◆ **WHAT YOU WILL DO**
In the data below, start with the line that contains "where the concrete" and continue through the line that contains "top-left (410, 330), bottom-right (459, 360)", both included. Render only those lines as a JSON array of strings with one string per line, leaving out any blank lines.

-- START OF RECORDS FOR THE EXERCISE --

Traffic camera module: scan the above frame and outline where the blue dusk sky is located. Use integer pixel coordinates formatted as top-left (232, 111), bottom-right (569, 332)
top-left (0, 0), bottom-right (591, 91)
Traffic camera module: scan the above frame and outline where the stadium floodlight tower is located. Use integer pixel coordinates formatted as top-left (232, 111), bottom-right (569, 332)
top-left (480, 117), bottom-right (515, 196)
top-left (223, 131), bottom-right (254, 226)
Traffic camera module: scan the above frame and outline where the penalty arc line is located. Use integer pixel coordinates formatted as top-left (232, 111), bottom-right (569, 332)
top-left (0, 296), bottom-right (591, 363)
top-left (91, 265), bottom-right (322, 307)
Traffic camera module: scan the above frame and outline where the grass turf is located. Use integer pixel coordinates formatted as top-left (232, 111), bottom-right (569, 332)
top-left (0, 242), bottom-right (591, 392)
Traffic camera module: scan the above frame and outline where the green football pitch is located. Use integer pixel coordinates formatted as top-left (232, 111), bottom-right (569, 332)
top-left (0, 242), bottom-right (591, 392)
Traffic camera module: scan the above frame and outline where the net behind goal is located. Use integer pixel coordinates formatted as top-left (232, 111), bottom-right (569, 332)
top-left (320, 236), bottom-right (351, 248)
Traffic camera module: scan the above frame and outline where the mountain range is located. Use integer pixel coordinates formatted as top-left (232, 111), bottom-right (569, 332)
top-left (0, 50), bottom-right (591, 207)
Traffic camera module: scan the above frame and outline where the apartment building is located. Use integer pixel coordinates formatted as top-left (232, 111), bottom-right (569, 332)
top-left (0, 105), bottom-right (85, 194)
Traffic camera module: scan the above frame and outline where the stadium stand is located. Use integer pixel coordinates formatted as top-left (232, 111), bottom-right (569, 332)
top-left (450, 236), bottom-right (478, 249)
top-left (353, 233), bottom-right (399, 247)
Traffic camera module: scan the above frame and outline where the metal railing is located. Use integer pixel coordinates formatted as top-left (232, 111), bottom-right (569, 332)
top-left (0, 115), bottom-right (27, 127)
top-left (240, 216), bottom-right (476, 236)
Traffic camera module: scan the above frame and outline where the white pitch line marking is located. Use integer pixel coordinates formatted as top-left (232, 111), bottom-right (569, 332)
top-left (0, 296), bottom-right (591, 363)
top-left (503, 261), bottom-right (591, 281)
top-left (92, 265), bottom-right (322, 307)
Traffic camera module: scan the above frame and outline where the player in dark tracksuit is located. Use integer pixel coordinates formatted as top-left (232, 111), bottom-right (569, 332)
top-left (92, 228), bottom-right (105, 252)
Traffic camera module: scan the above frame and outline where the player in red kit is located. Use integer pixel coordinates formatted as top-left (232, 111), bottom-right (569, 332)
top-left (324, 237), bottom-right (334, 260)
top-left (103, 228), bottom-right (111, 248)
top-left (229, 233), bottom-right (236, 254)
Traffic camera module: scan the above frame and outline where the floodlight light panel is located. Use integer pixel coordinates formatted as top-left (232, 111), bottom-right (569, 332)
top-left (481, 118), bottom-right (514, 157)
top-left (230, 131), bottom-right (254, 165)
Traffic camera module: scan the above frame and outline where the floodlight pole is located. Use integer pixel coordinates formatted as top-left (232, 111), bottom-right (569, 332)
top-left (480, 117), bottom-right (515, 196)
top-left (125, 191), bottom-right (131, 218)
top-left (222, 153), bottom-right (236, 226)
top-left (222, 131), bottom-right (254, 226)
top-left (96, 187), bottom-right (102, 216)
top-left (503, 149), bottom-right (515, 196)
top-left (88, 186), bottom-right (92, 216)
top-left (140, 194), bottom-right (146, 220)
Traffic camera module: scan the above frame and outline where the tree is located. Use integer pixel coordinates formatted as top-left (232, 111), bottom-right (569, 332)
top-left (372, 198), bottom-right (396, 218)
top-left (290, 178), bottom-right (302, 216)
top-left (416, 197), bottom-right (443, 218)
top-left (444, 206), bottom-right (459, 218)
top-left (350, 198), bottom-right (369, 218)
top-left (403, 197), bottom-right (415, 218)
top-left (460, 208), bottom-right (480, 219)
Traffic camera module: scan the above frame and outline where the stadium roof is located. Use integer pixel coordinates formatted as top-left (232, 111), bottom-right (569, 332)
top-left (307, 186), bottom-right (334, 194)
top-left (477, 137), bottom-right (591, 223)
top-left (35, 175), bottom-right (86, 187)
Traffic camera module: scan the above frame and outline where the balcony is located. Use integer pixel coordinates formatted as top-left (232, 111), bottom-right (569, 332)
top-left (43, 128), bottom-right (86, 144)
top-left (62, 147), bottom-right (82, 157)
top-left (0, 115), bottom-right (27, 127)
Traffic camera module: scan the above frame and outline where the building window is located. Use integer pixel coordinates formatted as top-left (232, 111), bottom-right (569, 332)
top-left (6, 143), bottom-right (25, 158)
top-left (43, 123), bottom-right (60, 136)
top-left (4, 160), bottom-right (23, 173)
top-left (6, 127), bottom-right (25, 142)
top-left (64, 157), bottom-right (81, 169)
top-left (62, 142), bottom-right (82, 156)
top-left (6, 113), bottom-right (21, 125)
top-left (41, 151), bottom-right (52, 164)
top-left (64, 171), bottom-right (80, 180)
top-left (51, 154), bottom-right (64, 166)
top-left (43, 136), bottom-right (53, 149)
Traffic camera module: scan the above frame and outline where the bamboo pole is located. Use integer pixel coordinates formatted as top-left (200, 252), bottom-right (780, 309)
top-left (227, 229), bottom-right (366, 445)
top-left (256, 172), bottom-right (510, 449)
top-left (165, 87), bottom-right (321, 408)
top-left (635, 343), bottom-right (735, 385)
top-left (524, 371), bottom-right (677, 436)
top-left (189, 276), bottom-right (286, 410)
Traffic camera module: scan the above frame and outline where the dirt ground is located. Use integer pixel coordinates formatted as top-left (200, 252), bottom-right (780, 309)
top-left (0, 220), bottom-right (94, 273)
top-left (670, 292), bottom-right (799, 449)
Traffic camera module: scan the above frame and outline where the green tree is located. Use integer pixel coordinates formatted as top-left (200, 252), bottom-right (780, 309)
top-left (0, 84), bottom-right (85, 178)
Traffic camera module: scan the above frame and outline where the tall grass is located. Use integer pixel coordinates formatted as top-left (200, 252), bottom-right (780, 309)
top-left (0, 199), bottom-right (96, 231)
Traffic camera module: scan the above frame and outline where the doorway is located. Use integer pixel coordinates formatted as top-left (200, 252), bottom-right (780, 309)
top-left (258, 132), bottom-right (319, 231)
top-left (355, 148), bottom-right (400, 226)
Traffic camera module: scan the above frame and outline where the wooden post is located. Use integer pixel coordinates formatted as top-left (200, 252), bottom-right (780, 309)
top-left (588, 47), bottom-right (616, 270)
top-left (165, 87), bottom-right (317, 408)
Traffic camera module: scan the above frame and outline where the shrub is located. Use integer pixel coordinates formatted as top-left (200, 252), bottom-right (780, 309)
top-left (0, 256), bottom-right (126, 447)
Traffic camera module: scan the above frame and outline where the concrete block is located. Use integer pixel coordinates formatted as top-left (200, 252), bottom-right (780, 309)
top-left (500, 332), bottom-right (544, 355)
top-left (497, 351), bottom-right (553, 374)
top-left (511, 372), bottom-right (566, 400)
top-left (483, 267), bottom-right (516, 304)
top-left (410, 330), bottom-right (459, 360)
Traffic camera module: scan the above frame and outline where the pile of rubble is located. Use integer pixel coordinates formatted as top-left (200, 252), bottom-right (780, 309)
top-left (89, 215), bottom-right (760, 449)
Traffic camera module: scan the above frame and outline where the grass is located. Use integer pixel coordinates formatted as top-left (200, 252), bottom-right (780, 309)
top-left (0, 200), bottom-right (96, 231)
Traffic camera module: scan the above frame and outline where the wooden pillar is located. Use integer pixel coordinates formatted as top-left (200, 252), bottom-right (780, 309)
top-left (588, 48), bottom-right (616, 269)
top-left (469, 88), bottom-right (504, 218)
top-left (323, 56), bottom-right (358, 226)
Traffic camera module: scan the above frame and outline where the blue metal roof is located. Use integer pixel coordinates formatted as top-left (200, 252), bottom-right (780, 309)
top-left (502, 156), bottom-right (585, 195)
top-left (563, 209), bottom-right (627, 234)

-- END OF RECORDS FOR THE EXERCISE --

◆ **SOLUTION FOR THIS TASK**
[
  "Traffic camera module: scan the above frame and outline where the concrete block is located. Use integer pixel coordinates formatted as top-left (200, 252), bottom-right (780, 309)",
  "top-left (500, 332), bottom-right (544, 355)",
  "top-left (497, 351), bottom-right (553, 374)",
  "top-left (511, 372), bottom-right (566, 400)",
  "top-left (483, 267), bottom-right (516, 304)",
  "top-left (410, 330), bottom-right (459, 360)"
]